> **Task brief**
Output verbatim the lines beginning at the one that contains "Phrase: tree line" and ending at the last line of the material, inclusive of both.

BEGIN

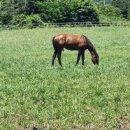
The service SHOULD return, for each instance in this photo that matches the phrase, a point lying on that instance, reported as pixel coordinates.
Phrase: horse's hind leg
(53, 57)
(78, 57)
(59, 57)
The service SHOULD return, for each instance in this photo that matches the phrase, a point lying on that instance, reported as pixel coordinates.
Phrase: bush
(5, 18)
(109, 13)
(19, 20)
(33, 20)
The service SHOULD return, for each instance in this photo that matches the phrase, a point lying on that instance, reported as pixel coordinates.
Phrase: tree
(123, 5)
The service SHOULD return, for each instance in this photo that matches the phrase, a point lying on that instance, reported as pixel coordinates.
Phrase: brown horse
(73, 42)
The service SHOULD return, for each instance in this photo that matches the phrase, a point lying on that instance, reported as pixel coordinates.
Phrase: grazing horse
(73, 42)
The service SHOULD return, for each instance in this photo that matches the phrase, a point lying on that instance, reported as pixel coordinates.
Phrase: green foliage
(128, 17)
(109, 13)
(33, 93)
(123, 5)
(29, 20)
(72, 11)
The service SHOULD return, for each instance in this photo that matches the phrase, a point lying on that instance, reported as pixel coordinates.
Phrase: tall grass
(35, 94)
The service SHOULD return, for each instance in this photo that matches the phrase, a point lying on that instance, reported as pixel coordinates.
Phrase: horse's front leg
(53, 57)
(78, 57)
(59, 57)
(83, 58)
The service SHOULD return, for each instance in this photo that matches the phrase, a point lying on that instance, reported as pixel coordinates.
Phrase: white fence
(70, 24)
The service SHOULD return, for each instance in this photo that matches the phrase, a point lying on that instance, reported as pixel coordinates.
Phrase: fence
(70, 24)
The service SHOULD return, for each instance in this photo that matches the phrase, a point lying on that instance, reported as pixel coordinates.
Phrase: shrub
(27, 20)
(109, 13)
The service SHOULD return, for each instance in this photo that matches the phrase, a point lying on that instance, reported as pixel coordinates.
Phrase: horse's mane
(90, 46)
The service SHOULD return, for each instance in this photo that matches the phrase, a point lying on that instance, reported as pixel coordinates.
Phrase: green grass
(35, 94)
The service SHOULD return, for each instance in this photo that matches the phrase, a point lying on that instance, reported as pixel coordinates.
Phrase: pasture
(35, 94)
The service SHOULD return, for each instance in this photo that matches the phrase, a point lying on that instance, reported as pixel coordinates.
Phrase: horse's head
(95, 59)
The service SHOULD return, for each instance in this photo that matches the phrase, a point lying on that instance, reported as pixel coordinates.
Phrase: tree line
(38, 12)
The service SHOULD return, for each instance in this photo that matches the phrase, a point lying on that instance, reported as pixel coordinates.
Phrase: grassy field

END

> **Task output**
Phrase: tree line
(38, 12)
The service SHOULD return, for each instance in this photo that matches the phrase, a point lying on that instance, reported as pixel coordinates.
Phrase: grassy field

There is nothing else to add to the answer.